Task objective: Count the lines below that contain the word "ceiling", and give only that number.

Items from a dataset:
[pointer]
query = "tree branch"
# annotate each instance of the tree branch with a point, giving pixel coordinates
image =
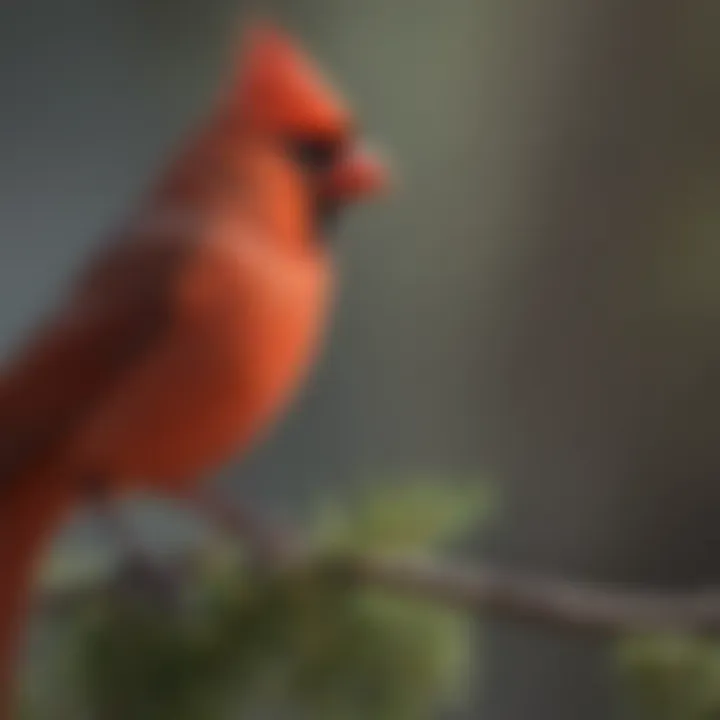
(480, 589)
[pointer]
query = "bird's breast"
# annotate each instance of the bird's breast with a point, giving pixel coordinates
(248, 323)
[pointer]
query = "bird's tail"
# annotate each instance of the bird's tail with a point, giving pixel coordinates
(31, 510)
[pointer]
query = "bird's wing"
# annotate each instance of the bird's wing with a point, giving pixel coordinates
(118, 309)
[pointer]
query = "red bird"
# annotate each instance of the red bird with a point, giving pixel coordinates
(189, 333)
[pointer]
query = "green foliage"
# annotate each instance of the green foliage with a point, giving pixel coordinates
(236, 643)
(671, 677)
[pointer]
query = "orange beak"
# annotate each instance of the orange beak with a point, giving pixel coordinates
(358, 175)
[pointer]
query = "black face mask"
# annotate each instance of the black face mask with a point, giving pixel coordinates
(316, 156)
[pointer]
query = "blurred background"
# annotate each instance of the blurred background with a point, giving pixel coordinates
(538, 305)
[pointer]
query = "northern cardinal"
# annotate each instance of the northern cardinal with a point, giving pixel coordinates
(187, 335)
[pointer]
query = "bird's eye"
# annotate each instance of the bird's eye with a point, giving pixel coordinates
(314, 154)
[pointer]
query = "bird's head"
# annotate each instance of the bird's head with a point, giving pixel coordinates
(286, 100)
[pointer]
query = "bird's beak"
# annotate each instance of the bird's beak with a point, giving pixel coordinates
(359, 174)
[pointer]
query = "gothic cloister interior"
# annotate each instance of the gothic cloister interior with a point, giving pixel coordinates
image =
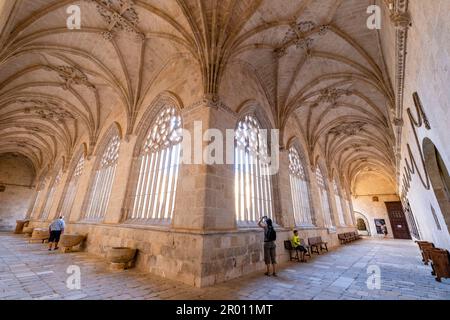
(117, 115)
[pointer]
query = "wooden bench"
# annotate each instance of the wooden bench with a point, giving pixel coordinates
(288, 246)
(317, 244)
(348, 237)
(342, 238)
(440, 262)
(425, 247)
(307, 247)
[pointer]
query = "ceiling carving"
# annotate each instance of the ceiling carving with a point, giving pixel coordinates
(315, 63)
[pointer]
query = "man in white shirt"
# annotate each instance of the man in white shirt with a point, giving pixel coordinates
(56, 228)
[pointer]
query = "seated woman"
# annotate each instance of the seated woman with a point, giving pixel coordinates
(297, 246)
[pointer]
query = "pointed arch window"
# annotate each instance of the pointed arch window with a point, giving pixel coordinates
(299, 190)
(72, 187)
(51, 194)
(103, 181)
(158, 165)
(339, 203)
(37, 201)
(323, 194)
(253, 186)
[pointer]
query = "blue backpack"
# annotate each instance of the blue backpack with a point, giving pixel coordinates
(271, 234)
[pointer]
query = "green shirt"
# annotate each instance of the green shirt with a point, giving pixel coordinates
(295, 241)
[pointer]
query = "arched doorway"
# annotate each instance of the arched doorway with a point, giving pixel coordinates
(440, 179)
(362, 224)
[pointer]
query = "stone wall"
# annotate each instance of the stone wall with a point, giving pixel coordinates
(16, 175)
(427, 73)
(197, 259)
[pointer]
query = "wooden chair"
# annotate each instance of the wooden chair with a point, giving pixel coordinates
(424, 247)
(288, 246)
(317, 245)
(342, 238)
(440, 262)
(307, 247)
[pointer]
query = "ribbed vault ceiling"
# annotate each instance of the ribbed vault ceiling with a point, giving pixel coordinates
(314, 61)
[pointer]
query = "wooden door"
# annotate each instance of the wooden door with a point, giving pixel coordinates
(397, 217)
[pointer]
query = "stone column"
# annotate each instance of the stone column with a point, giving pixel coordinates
(333, 204)
(205, 192)
(120, 182)
(81, 193)
(315, 199)
(285, 196)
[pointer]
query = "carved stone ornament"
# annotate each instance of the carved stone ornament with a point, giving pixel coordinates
(348, 129)
(120, 15)
(45, 109)
(299, 35)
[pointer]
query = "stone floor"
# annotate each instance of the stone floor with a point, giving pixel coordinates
(29, 271)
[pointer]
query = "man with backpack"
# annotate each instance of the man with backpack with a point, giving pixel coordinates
(270, 236)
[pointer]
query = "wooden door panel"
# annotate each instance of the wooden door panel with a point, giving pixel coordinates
(397, 217)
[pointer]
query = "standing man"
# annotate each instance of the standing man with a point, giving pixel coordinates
(56, 228)
(384, 229)
(269, 244)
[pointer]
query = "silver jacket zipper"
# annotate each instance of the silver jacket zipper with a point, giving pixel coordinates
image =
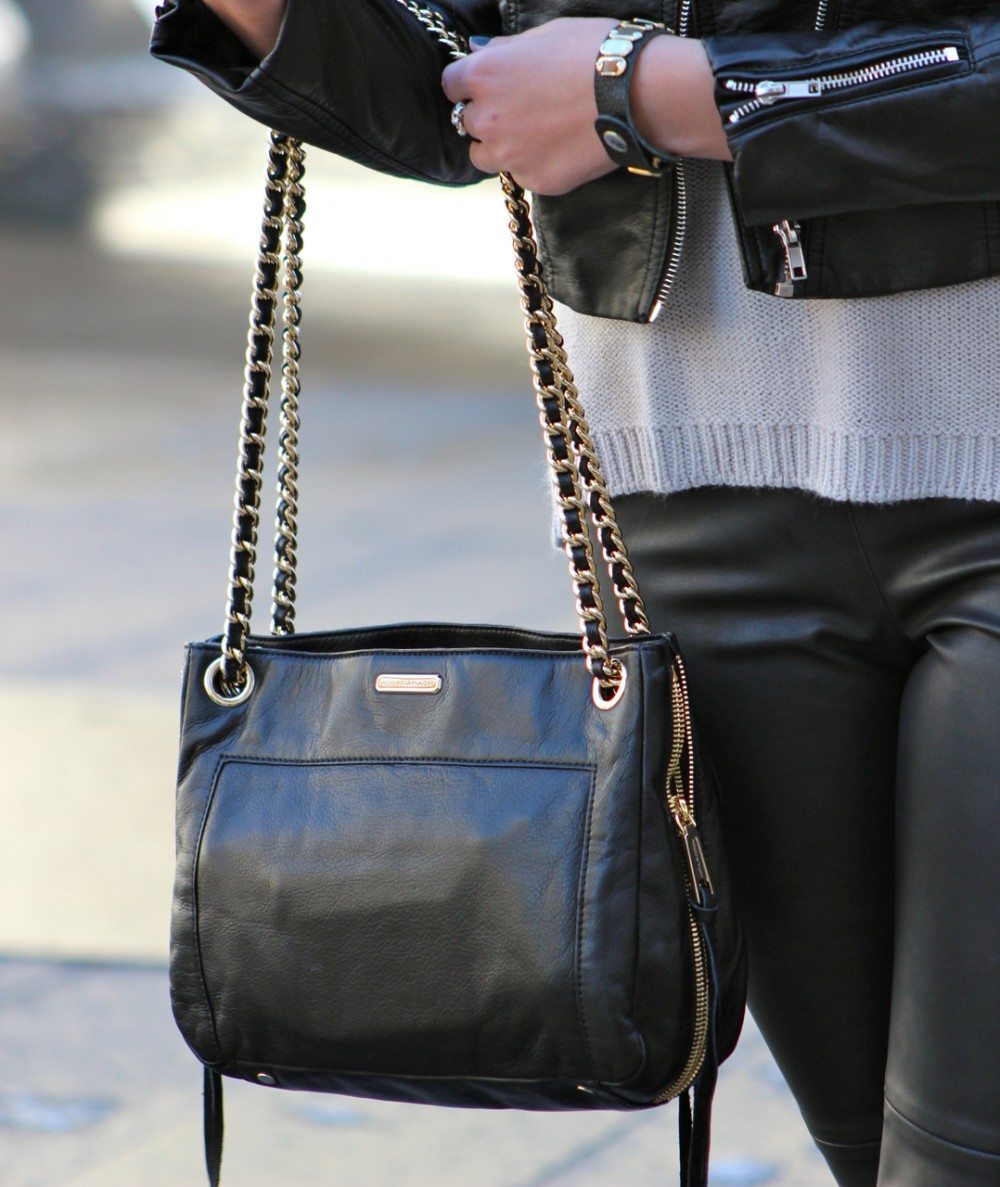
(771, 91)
(788, 230)
(679, 202)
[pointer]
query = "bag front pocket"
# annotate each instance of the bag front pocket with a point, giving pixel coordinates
(412, 918)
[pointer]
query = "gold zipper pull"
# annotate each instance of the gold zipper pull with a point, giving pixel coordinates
(694, 850)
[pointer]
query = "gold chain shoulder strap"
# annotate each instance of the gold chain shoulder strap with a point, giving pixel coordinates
(573, 459)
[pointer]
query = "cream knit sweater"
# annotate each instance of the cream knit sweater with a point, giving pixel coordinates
(874, 399)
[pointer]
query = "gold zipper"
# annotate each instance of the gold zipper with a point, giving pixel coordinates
(681, 801)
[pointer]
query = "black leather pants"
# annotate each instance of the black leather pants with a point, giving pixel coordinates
(845, 672)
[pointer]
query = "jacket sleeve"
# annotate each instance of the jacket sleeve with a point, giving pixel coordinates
(875, 116)
(359, 80)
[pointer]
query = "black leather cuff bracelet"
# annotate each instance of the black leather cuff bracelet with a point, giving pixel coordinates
(612, 86)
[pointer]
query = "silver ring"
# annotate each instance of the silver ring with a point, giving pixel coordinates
(211, 687)
(459, 118)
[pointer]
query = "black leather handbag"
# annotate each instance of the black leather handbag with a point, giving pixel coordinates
(450, 864)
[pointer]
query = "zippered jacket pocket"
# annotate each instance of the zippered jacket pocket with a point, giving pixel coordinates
(875, 116)
(754, 96)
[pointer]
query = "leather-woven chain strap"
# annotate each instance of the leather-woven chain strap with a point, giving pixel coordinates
(576, 469)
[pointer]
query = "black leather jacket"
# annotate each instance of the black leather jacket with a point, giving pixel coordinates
(881, 177)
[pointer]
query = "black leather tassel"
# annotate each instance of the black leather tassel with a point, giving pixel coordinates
(695, 1116)
(213, 1125)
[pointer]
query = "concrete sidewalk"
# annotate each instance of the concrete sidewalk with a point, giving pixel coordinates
(99, 1091)
(421, 456)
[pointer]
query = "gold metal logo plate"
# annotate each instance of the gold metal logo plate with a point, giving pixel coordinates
(410, 681)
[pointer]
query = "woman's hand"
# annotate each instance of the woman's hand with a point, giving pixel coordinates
(531, 107)
(257, 23)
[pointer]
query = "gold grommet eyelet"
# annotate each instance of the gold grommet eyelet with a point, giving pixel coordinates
(606, 703)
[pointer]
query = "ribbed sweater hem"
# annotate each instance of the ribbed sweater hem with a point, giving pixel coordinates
(834, 464)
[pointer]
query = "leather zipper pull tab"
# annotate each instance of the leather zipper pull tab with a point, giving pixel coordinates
(694, 851)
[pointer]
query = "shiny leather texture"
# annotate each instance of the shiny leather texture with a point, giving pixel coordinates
(470, 897)
(896, 182)
(845, 659)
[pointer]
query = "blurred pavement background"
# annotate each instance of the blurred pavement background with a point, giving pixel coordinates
(128, 214)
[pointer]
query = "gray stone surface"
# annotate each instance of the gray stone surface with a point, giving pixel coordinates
(97, 1090)
(423, 496)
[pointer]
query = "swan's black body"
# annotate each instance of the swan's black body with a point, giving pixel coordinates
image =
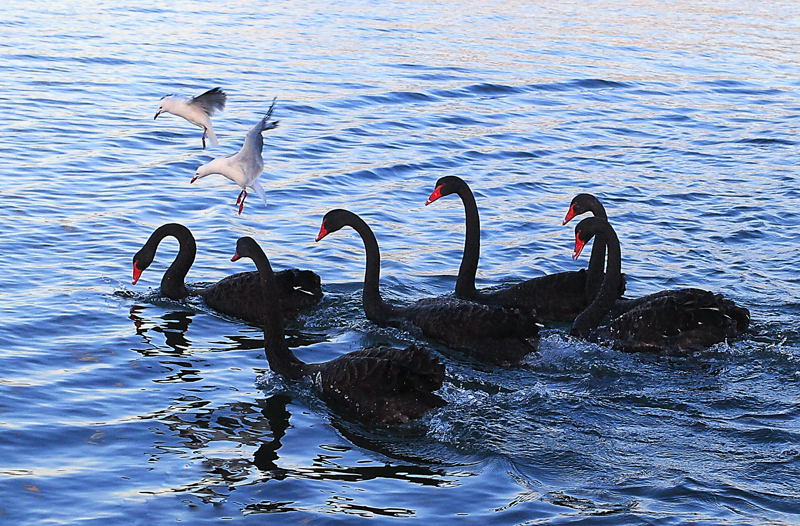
(377, 385)
(670, 321)
(496, 334)
(238, 295)
(555, 297)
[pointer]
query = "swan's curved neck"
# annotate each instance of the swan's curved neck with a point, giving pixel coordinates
(465, 284)
(594, 273)
(172, 284)
(281, 359)
(591, 317)
(374, 307)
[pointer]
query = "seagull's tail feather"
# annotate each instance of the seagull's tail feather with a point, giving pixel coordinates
(212, 137)
(260, 191)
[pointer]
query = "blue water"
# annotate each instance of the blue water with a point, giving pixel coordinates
(121, 407)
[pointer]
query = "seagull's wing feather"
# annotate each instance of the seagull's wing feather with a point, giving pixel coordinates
(260, 191)
(254, 142)
(210, 101)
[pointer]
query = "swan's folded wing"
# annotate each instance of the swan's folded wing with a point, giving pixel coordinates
(381, 370)
(469, 319)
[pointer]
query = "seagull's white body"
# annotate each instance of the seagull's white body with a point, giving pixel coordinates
(197, 110)
(245, 166)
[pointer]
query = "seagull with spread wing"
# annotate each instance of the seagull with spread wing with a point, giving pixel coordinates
(197, 110)
(246, 165)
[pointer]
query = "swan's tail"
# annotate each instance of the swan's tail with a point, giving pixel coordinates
(211, 136)
(260, 191)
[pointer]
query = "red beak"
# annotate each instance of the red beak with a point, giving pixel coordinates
(322, 232)
(136, 272)
(570, 214)
(436, 194)
(579, 244)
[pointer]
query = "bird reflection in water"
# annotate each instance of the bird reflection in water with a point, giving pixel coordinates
(325, 467)
(172, 324)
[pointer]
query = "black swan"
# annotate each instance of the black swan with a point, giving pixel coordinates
(500, 335)
(237, 295)
(670, 321)
(555, 297)
(581, 204)
(373, 385)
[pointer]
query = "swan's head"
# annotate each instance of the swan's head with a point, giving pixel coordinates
(583, 203)
(447, 185)
(335, 220)
(165, 105)
(585, 231)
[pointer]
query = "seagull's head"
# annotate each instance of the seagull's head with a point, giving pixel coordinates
(164, 105)
(203, 170)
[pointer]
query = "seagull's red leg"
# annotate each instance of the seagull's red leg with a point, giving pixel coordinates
(241, 205)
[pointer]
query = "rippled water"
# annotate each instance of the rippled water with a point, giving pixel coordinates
(117, 406)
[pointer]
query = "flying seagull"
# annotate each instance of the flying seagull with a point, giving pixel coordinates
(197, 110)
(246, 165)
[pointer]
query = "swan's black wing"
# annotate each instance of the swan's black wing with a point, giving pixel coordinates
(239, 295)
(381, 384)
(558, 297)
(675, 321)
(555, 297)
(496, 334)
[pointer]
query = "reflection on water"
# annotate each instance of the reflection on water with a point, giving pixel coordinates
(174, 327)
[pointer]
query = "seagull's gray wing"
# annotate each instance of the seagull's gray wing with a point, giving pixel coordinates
(210, 101)
(254, 142)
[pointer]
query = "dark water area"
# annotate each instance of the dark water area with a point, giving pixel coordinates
(118, 406)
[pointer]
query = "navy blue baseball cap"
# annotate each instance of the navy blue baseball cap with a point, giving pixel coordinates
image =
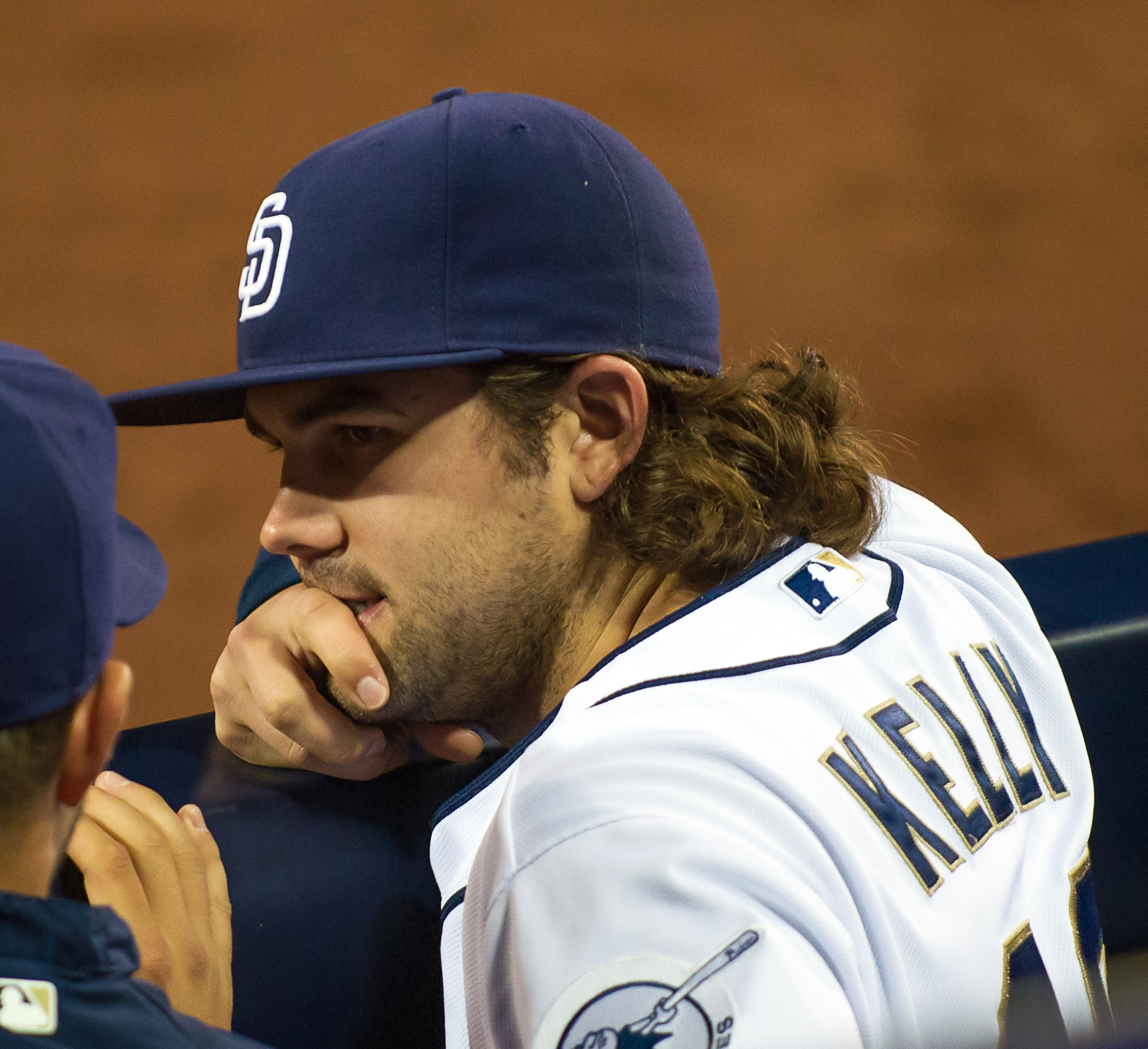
(74, 568)
(478, 226)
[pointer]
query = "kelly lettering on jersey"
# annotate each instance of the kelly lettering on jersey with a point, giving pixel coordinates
(992, 808)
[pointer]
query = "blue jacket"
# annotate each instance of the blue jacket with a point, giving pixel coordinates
(68, 965)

Task result: 4